=== Given entries ===

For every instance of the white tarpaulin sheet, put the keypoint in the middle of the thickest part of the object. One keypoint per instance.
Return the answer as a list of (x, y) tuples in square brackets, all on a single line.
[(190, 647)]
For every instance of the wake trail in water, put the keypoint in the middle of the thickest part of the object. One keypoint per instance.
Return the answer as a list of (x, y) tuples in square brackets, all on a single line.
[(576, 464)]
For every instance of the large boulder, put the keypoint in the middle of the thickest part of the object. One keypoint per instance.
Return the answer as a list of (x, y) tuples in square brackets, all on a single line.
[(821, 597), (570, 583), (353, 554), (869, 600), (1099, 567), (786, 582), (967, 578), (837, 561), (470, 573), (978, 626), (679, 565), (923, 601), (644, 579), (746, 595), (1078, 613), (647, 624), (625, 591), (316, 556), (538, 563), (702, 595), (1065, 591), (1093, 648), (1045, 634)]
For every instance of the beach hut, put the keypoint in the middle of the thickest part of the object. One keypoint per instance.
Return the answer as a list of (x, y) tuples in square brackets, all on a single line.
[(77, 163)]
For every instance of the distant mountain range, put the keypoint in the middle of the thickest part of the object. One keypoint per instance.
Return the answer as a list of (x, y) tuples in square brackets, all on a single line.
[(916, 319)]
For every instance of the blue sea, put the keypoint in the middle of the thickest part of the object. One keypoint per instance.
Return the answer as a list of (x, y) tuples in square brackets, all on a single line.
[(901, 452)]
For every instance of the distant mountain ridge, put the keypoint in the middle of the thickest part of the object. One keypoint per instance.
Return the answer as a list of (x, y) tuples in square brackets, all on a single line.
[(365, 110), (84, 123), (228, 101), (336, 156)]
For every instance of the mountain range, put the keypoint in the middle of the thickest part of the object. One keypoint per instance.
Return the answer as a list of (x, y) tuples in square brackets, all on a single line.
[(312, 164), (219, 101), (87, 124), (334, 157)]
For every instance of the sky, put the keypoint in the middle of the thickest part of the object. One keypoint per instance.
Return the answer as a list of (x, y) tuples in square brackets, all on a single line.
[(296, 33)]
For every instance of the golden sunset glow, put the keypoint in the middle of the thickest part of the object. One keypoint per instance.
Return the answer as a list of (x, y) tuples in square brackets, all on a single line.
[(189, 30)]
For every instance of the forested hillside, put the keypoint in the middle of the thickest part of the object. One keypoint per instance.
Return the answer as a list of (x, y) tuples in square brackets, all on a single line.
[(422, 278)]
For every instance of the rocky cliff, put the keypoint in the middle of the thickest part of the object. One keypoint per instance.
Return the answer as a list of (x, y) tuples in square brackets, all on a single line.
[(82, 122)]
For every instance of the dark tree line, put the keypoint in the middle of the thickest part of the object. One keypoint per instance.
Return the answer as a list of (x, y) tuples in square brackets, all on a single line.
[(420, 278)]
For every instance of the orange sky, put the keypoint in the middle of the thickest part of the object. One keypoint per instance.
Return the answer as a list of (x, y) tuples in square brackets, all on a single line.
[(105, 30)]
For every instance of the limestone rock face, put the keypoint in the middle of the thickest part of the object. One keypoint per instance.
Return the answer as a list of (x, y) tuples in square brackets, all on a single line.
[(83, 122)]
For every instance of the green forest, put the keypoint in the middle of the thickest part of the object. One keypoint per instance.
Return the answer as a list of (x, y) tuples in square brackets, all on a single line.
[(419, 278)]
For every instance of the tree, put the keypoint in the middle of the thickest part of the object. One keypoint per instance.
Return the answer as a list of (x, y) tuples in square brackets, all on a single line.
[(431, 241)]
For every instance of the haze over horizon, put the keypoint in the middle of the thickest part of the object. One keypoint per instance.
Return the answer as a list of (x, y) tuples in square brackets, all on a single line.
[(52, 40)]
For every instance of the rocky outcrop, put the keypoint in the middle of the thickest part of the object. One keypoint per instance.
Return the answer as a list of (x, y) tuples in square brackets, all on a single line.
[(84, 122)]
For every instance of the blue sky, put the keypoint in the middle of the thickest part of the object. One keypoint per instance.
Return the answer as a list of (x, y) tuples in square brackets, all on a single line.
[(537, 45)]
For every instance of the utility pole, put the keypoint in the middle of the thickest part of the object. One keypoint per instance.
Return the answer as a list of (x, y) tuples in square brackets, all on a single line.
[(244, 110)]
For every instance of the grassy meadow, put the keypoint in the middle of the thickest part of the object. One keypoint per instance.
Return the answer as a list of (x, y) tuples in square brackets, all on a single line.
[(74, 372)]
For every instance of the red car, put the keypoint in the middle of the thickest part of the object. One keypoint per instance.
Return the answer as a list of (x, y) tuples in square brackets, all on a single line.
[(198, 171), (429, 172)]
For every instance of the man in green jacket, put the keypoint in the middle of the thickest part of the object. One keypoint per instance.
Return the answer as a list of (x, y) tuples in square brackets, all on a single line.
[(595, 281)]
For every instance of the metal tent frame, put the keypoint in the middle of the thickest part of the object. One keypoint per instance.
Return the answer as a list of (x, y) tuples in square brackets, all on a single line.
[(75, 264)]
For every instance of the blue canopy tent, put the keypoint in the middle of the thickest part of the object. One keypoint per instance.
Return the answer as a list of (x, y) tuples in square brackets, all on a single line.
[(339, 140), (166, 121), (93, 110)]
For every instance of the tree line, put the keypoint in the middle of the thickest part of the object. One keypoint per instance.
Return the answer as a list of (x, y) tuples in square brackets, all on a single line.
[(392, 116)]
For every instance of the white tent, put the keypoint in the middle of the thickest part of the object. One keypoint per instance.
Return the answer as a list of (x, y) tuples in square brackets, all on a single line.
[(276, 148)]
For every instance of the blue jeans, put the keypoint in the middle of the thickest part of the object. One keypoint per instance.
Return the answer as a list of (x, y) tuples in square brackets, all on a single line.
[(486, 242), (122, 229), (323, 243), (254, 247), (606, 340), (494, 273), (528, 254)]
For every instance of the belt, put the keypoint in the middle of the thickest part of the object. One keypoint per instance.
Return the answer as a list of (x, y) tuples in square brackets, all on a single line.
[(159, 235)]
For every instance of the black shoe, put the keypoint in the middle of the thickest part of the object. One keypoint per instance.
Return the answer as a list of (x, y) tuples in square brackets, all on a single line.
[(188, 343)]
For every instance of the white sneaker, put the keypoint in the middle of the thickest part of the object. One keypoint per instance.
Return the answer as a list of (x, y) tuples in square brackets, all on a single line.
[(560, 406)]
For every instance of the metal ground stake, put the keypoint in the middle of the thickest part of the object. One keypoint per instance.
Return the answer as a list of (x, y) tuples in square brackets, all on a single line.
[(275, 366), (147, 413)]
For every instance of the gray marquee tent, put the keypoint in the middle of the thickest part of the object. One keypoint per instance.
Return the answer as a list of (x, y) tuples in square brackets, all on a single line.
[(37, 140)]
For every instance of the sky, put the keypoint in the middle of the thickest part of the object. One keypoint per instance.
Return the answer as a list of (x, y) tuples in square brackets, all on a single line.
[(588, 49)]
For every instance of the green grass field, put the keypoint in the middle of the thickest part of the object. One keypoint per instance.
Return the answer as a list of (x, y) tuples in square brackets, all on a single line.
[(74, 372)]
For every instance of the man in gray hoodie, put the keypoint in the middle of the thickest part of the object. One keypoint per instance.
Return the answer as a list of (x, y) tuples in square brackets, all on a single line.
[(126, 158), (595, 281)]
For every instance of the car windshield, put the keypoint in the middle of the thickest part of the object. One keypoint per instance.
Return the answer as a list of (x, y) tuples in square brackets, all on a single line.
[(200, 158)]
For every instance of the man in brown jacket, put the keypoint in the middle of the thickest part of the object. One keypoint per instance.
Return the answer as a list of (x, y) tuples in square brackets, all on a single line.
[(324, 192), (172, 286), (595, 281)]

===

■ **Stated goal**
Rewrite all of the data above, changing "thickest part" to "widest part" each time it occurs and keeping everything else the same.

■ **Expected answer**
For every instance of the white tarpaulin sheet, put the keypoint in the middle of the widest part of the object. One keypoint per instance.
Return the answer as a list of (x, y) tuples in square brackets, all on a single line.
[(190, 647)]
For every instance of the wake trail in water, put the keypoint in the middle of the widest part of the object. One keypoint per instance.
Return the answer as a list of (x, y) tuples in square brackets, all on a single line.
[(576, 464)]
For every instance of the large boulder, put the keypoint in the middle of the widest part of the object. One keypoint per instance.
Return the answer as a list of (x, y) tuples in square brackets, all on a single line.
[(821, 597), (570, 583), (353, 554), (869, 600), (1099, 567), (786, 582), (967, 578), (837, 561), (470, 573), (978, 626), (679, 565), (923, 601), (644, 579), (746, 595), (1078, 613), (647, 624), (625, 591), (316, 556), (538, 563), (702, 595), (1065, 591), (1093, 648), (1045, 634)]
For every instance of the beach hut, put the keypoint in the middle of the widest part of the object. One keypoint per instance.
Return the answer as a list of (x, y) tuples in square brackets, all on a single line.
[(77, 163)]
For every instance of the distant mountain range, put the keypoint in the middle of the widest part of the object. One keypoint per instance.
Return the answer as a list of (x, y) tuples in square brackets, all on a single line.
[(916, 319)]
For every instance of the blue sea, put the keypoint in the middle of the widest part of the object. One keypoint per instance.
Return the answer as a list of (x, y) tuples in square brackets, all on a single line.
[(901, 452)]
For every instance of the distant mountain ridge, put the keypoint in the middle of the widest part of the object. One keypoint per instance.
Return the answer as a list of (x, y) tuples in square brackets, all on a single line.
[(365, 110), (84, 123), (228, 101), (336, 156)]
For every instance of the mountain range, put the keypoint in the middle of the widest part of the object. One keypoint per instance.
Return the answer as a list of (x, y) tuples in square brackets, all on a single line.
[(312, 164), (219, 101), (87, 124), (334, 157)]
For every instance of the sky, put the keypoint in the middle of the widest part of the object. One keypoint per instance.
Return the answer as a list of (x, y) tuples in square brackets, all on a single line.
[(296, 33)]
For every instance of the golden sunset glow, put the keypoint in the middle of the widest part of the object. One keypoint per instance.
Return the answer as a list of (x, y) tuples in square brackets, all on a single line.
[(189, 30)]
For every instance of the forested hillside, put the keypoint in the middle of the widest part of the object. One keypoint per instance.
Return the answer as a list of (x, y) tuples in square brackets, all on a single line.
[(422, 278)]
For every instance of the rocky cliff, put the keypoint in the middle of the widest part of the object. One keypoint per instance.
Return the answer as a list of (x, y) tuples in square brackets, all on a single line.
[(82, 122)]
For every instance of the dark tree line, put the keypoint in the middle of the widest part of the object. One keypoint per instance.
Return the answer as a list of (x, y) tuples in square brackets, all on a single line.
[(420, 278)]
For every instance of the orange sky, put the keypoint in the middle of the widest part of the object. One keypoint per instance.
Return the answer as a list of (x, y) tuples in square brackets, all on a single line.
[(105, 30)]
For every instance of the limestone rock face, put the keypoint in the middle of the widest part of the object. One keypoint per instance.
Return the answer as a list of (x, y) tuples in square brackets, all on a single line.
[(83, 122)]
For every instance of the green forest, put the keypoint in the middle of the widest part of the object. One keypoint per instance.
Return the answer as a list of (x, y) tuples in square brackets, all on a single line.
[(419, 278)]
For every instance of the tree, put the keypoint in the middle of the widest part of the object. One keypoint per instance.
Return the answer as a list of (x, y) tuples in square brackets, all on a single line.
[(431, 241)]
For every instance of the haze over horizon, put the keypoint in the middle of the widest part of the object. One keypoint per instance.
Return the answer as a list of (x, y) tuples in square brackets, all on a single line.
[(52, 40)]
For every instance of the rocky outcrop, put the keypoint in the middle of the widest part of the object. One keypoint per instance.
Return the answer as a list of (x, y) tuples in square brackets, all on a single line.
[(84, 122)]
For every instance of the blue sky, put the keypoint in the middle of the widest part of the object. One keypoint per instance.
Return the answer as a list of (x, y) tuples in square brackets, all on a single line.
[(537, 45)]
For every instance of the utility pole, put the keypoint in the middle of the widest part of the object. One keypoint per instance.
Return the answer as a list of (x, y) tuples in square brackets, all on a single line.
[(244, 110)]
For every instance of the grassy meadow, put the keypoint in the middle of the widest part of the object. One keypoint per instance.
Return the answer as a list of (x, y) tuples in square brackets, all on a single line.
[(74, 372)]
For every instance of the red car, put the keypoint in the middle of the widest part of the object. One keypoint per instance.
Return the answer as a list of (x, y) tuples in square brackets, all on a single line.
[(198, 171), (429, 172)]
For every instance of the man in green jacket, put the keypoint in the middle of the widest part of the object. One keypoint per instance.
Return the answer as a list of (x, y) tuples in square brackets, all on a single line.
[(595, 281)]
For every instance of the metal tent frame, put the keypoint in the middle of the widest part of the object. One keypoint per instance.
Return the answer as a list of (x, y) tuples in square brackets, all on a single line.
[(75, 264)]
For every instance of the blue canopy tent, put the keypoint in the middle of the widest part of the object. One keypoint per instance.
Return the answer as a list of (x, y) tuples in square brackets, all on a single line.
[(339, 140), (166, 121), (93, 110)]
For every instance of the tree line, put the keypoint in the middle of the widest part of the object. One keypoint per instance.
Return the answer as a list of (x, y) tuples in square brackets, all on a single line.
[(392, 116)]
For every instance of the white tent, put the keypoint in the middle of the widest part of the object. One keypoint per instance.
Return the answer as a list of (x, y) tuples in square brackets, all on a single line.
[(276, 148)]
For every instance of the blue jeans, put the keypoint in the middle of the widest part of the object. One keypoint per instance.
Return the answer as a list of (x, y) tuples in square brackets, all on a single line.
[(486, 242), (122, 229), (323, 243), (254, 247), (606, 340), (494, 273), (528, 254)]
For every instance of the belt, put the keypoint in the middle of the widest part of the object. One keypoint per instance.
Return the answer as a list of (x, y) tuples in square brackets, all on a single line.
[(159, 235)]
For every instance of the black shoe, put the keypoint in the middle of the widest part of the object. One keypoint per instance.
Return the answer as a list of (x, y) tuples in square brackets, all on a single line.
[(188, 343)]
For every instance of the white sneaker, put the keypoint in the middle of the widest part of the object. One keypoint per instance.
Return the answer as a list of (x, y) tuples in square brackets, all on a single line.
[(560, 406)]
For every instance of the metal ground stake, put the keypoint in the middle of the widest part of the object. One keypoint per instance.
Return the answer as a list of (x, y) tuples in square brackets, all on a single line.
[(275, 366), (147, 413)]
For every instance of the gray marquee tent, put the keypoint in the middle of the widest part of the object. One keypoint per instance.
Return the answer as a list of (x, y) tuples in square brackets, all on a single line.
[(37, 140)]
For every instance of the sky, put the keypoint in the middle of the widest part of the object. One keypoint per instance.
Return the answer as a list of (x, y) tuples in square brackets, all on a single line.
[(588, 49)]
For every instance of the green grass field, put the keypoint in the middle of the widest part of the object. One keypoint per instance.
Return the answer as a list of (x, y) tuples in square brackets, all on a single line.
[(74, 372)]
For every instance of the man in gray hoodie, put the keypoint in the middle of the widest part of the object. One keypoint per instance.
Return the answer as a list of (x, y) tuples in square brackets, all on a single line.
[(126, 158), (595, 281)]
For every instance of the car windshield, put the keypoint in the middle of the widest part of the object. One keypoint per instance.
Return the answer as a list of (x, y) tuples in square brackets, all on a single line.
[(200, 158)]
For every instance of the man in brown jacket, put the keypoint in the middle of the widest part of the object. One keypoint per instance.
Return the answer as a list of (x, y) tuples in square brackets, all on a single line.
[(324, 192), (172, 286), (595, 281)]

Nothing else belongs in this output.